_GEGEVEN FRAGMENT:_
===============

Het hof ziet geen aanleiding de vorderingen van [appellant] in hoger beroep voor zover die zijn gewijzigd buiten beschouwing te laten wegens strijd met de goede procesorde. Bij de beoordeling zal dan ook worden uitgegaan van de gewijzigde eis.
De grieven I, II en III: Heeft [geïntimeerde] bevoegdelijk executoriaal beslag gelegd op de woning van [appellant] en is zij bevoegd tot executoriale verkoop ervan?
3.5.1.
Met de grieven I, II en III en de daarop gegeven toelichting komt [appellant] op tegen de rechtsoverwegingen 4.5. en 4.6. van het bestreden vonnis. In de kern betoogt hij daarmee dat de voorzieningenrechter ten onrechte heeft geoordeeld dat [geïntimeerde] bevoegd is tot tenuitvoerlegging van de in de notariële akte van 21 augustus 2008 vastgelegde executoriale titel met betrekking tot de daarvan deel uitmakende geldlening. Daartoe voert [appellant] in het kader van grief I aan, kort gezegd, dat de vordering van [geïntimeerde] op hem uit hoofde van het geleende bedrag van € 34.000,00 contractueel niet opeisbaar was. In het kader van grief II betoogt [appellant] dat partijen niet een betalingsregeling van € 200,00 per maand zijn overeengekomen onder de voorwaarde dat de betalingen stipt op de eerste dag van de maand dienen te zijn ontvangen. In het kader van grief III, tot slot, werpt [appellant] op dat [geïntimeerde] niet bevoegd is te executeren, waarbij hij terugverwijst naar wat in verband met de grieven I en II is gesteld.

===============

_OPDRACHT:_ Op welke datum is volgens het fragment over het hoger beroep de notariële akte met de executoriale titel vastgelegd? De rijen zijn hier niet nodig.

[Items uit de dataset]
===============

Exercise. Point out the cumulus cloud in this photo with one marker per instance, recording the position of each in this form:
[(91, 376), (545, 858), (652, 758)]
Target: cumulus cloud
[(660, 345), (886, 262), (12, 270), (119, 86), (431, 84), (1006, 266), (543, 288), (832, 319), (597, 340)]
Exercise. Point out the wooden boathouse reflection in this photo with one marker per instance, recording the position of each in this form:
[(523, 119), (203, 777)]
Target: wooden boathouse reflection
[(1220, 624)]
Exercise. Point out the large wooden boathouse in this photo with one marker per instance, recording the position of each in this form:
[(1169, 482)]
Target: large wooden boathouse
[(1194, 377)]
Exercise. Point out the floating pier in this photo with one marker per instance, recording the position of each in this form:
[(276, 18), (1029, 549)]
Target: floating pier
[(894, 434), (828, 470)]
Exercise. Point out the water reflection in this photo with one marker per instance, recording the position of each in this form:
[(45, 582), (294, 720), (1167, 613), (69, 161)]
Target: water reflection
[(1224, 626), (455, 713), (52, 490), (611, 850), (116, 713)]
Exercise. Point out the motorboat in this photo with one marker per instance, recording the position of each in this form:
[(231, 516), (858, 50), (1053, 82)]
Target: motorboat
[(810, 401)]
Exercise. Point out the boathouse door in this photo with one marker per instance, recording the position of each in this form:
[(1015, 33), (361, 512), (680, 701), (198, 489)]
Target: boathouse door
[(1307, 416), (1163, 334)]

===============

_UITGEVOERDE OPDRACHT:_ 21 augustus 2008